*TASK DETAILS:*
List each line in the data below that contains the word "diagonal".
::::
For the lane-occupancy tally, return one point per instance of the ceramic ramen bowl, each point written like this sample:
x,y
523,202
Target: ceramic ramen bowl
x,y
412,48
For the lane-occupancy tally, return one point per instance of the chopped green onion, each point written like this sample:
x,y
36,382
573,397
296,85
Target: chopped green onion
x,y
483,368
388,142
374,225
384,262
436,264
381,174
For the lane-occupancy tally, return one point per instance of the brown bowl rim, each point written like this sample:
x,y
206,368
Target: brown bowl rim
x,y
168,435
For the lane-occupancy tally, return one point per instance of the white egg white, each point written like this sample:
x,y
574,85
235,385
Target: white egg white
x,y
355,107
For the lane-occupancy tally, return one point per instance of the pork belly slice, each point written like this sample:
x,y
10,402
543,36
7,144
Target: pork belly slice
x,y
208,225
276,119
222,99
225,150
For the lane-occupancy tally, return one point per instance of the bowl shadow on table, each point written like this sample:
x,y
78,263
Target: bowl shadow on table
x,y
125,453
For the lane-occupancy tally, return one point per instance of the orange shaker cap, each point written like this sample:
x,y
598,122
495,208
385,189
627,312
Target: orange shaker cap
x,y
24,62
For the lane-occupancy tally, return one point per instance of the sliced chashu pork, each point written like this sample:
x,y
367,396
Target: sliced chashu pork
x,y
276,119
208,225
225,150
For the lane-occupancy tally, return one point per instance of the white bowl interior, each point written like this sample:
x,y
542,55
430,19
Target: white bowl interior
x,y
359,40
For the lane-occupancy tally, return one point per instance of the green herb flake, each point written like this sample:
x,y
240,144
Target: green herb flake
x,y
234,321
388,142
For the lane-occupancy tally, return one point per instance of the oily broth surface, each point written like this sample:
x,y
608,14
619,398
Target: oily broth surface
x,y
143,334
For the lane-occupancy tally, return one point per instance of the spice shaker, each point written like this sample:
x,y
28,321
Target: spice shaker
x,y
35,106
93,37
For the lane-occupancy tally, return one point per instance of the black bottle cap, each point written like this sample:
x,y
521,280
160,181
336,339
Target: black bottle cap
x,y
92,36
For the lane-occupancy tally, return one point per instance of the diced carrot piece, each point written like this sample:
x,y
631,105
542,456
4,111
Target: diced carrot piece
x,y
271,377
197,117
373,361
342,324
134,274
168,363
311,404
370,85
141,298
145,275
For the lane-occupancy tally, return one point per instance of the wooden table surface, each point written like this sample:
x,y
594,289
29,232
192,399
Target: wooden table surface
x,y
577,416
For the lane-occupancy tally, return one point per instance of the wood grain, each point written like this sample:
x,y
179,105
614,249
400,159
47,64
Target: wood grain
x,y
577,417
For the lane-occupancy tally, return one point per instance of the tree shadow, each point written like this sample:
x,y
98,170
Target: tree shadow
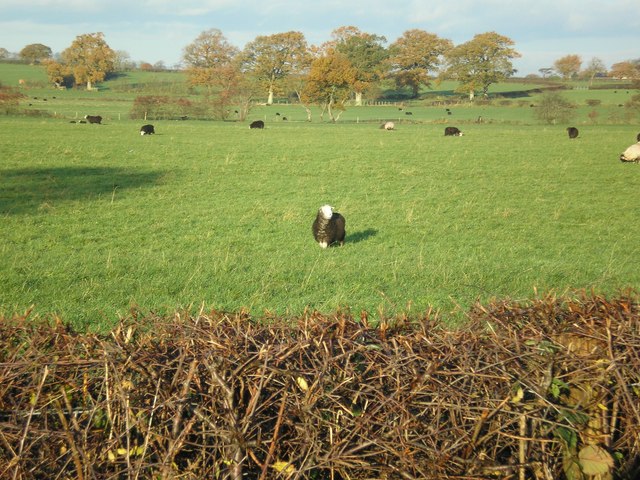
x,y
24,191
361,236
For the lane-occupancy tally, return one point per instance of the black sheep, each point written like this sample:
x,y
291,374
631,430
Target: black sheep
x,y
573,132
328,227
452,132
147,130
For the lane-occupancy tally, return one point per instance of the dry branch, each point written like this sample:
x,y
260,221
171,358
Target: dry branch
x,y
522,388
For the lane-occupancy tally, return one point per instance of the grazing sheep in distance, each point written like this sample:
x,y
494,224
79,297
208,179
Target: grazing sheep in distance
x,y
328,227
573,132
93,119
147,130
631,154
452,132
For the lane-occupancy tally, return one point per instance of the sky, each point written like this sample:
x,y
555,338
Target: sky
x,y
158,30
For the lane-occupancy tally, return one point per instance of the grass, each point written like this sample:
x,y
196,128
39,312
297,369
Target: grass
x,y
97,219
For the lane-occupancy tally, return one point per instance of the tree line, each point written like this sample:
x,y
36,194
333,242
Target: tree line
x,y
350,66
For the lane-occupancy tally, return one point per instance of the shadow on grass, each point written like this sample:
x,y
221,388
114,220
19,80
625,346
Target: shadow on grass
x,y
361,236
27,190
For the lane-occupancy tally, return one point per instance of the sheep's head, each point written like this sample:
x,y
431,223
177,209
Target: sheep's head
x,y
326,211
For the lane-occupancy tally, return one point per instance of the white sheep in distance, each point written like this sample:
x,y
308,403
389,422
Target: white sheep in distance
x,y
631,154
328,227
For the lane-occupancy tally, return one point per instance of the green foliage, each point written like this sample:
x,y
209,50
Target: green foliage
x,y
97,218
554,108
35,52
153,107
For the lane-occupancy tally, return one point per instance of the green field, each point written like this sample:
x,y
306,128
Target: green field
x,y
97,220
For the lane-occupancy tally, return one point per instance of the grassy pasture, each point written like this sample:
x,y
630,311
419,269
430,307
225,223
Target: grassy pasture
x,y
97,219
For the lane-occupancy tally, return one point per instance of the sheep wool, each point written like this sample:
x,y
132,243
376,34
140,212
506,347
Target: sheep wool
x,y
631,154
328,227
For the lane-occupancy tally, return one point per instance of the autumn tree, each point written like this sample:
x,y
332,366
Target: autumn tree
x,y
554,108
593,68
481,62
414,56
35,53
330,82
568,66
213,63
625,70
88,60
272,58
367,55
57,73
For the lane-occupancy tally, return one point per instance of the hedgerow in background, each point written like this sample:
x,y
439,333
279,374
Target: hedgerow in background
x,y
540,389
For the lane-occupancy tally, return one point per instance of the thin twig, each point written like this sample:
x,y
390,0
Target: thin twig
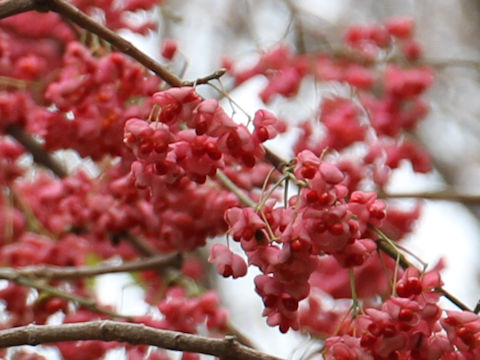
x,y
439,195
14,7
75,272
12,275
107,330
40,156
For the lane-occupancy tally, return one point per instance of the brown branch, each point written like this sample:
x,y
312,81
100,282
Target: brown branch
x,y
12,275
72,272
40,156
226,348
70,12
14,7
440,195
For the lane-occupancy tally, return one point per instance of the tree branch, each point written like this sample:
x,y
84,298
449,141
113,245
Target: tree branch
x,y
73,272
40,156
12,275
14,7
439,195
226,348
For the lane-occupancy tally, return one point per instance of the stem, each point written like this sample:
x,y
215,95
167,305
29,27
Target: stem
x,y
59,272
235,189
17,278
353,288
440,195
13,7
40,156
107,330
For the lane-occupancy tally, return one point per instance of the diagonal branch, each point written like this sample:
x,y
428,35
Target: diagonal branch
x,y
226,348
14,7
75,272
40,156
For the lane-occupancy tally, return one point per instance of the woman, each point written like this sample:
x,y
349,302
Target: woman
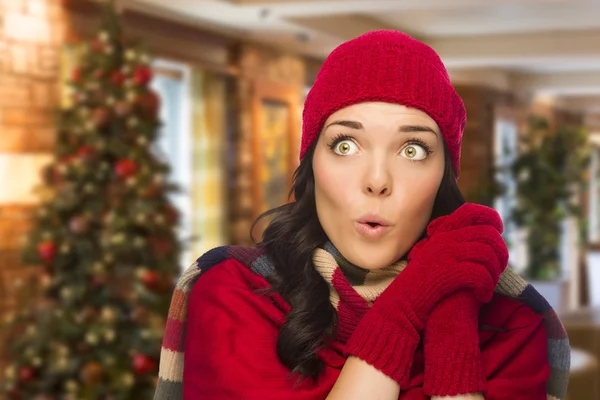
x,y
377,282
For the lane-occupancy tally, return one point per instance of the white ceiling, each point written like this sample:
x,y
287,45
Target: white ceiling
x,y
541,46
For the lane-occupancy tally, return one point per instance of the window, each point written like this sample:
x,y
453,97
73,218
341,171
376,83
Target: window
x,y
505,151
171,82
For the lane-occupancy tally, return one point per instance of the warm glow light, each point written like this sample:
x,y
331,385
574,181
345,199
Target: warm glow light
x,y
20,174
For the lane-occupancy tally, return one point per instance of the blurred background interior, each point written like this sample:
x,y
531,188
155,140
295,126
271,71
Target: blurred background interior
x,y
227,80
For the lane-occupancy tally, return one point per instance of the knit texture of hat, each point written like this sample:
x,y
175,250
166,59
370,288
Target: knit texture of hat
x,y
387,66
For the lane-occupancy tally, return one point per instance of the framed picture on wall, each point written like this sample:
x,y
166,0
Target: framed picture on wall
x,y
276,142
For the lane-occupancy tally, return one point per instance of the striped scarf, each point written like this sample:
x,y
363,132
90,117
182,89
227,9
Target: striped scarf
x,y
367,284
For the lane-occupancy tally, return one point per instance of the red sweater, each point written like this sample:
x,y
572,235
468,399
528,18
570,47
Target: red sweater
x,y
230,346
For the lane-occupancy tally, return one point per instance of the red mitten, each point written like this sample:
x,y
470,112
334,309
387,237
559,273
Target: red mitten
x,y
451,341
451,347
463,252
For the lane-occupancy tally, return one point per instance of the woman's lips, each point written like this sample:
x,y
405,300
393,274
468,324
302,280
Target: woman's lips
x,y
371,232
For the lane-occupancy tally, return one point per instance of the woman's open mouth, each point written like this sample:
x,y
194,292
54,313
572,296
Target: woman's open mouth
x,y
371,230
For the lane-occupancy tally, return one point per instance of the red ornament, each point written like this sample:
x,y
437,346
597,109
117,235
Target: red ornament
x,y
85,151
117,78
76,77
143,364
149,102
125,168
142,75
161,246
150,279
47,250
97,45
172,214
15,395
26,374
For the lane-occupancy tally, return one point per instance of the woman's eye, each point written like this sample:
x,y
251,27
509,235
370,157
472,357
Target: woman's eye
x,y
344,147
414,152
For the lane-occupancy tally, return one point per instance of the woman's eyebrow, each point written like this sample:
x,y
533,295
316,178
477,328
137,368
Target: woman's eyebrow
x,y
349,124
416,128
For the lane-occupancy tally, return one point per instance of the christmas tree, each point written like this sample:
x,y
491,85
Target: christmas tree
x,y
105,235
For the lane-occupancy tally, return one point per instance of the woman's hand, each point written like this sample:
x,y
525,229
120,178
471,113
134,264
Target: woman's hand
x,y
464,250
452,333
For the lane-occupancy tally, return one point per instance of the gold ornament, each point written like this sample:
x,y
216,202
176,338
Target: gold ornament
x,y
130,55
62,364
91,338
98,267
108,314
104,36
109,336
127,380
92,373
118,238
142,140
65,248
30,353
139,242
31,331
89,188
109,361
66,293
131,182
71,386
132,122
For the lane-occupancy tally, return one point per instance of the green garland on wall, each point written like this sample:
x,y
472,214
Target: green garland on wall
x,y
549,172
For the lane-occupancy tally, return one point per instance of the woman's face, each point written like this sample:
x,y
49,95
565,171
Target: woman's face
x,y
377,163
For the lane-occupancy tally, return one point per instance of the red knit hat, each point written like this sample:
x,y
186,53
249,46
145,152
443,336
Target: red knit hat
x,y
387,66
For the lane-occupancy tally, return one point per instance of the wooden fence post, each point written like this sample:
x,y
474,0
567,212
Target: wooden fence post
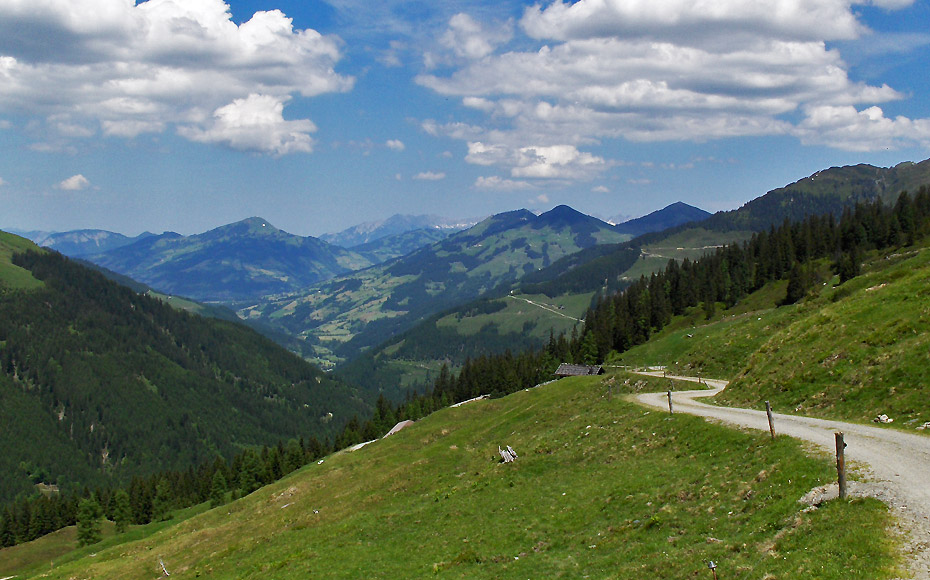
::::
*RESULT OF THE TASK:*
For the lane-occupancy tally, return one point per instance of the diagonal branch, each point written like this sample:
Target: diagonal branch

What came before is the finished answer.